» **Text block**:
►

Experimental Procedures: Using publicly available data from a cohort of patients with PDAC in The Cancer Genome Atlas (TCGA), we performed differential expression analysis of miR-21 and KRAS-related gene targets as well as gene set enrichment analysis of oncogenic pathways identified by the Molecular Signatures Database (MSigDB). Concurrently, de-novo patient-derived organoid (PDO) models were generated from core biopsies and surgical resection specimens. To evaluate the effects of miR-21 inhibition on KRAS pathway activity in a human model system, we selected 6 PDO cell lines and determined miR-21 gene expression by quantitative PCR at baseline and after knockdown using a lentiviral construct.
Results: Analysis of TCGA PDAC cohort identified heterogeneous endogenous expression of miR-21, which was validated ex vivo in our PDO model system. Gene set enrichment analysis revealed enrichment of gene sets associated with KRAS dependency, MEK, AKT, and MTOR signaling in patients with higher endogenous miR-21 expression. MiR-21 knockdown in PDO cell lines was stable at multiple intervals following lentiviral transduction. Further, expression of PDCD4, a tumor suppressor gene and target of miR-21 downstream of KRAS, was enhanced in PDO lines following miR-21 inhibition.

◄

Saved data entries:
►

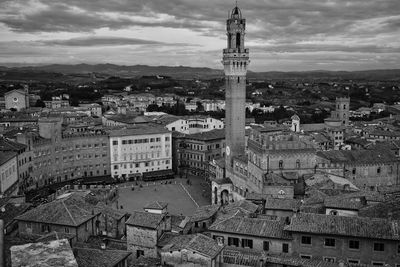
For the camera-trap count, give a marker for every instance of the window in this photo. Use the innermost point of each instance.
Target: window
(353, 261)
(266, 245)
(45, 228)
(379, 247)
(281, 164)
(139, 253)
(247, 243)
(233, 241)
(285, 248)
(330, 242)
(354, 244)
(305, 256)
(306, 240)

◄

» **Instructions**:
- 1) According to the PDAC study excerpt, why were six PDO cell lines selected and their miR-21 expression measured before and after lentiviral knockdown?
- 2) In the PDAC study excerpt, which gene's expression was enhanced in PDO lines after miR-21 inhibition?
- 3) Set down the part of the PDAC study excerpt that opens with the words containing "Results: Analysis of" and closes with "following miR-21 inhibition.".

» **Answers by item number**:
- 1) They were selected to evaluate how miR-21 inhibition affects KRAS pathway activity in a human model system. miR-21 gene expression was measured by quantitative PCR at baseline and after knockdown with a lentiviral construct.

- 2) PDCD4, a tumor suppressor gene and miR-21 target downstream of KRAS.

- 3)
Results: Analysis of TCGA PDAC cohort identified heterogeneous endogenous expression of miR-21, which was validated ex vivo in our PDO model system. Gene set enrichment analysis revealed enrichment of gene sets associated with KRAS dependency, MEK, AKT, and MTOR signaling in patients with higher endogenous miR-21 expression. MiR-21 knockdown in PDO cell lines was stable at multiple intervals following lentiviral transduction. Further, expression of PDCD4, a tumor suppressor gene and target of miR-21 downstream of KRAS, was enhanced in PDO lines following miR-21 inhibition.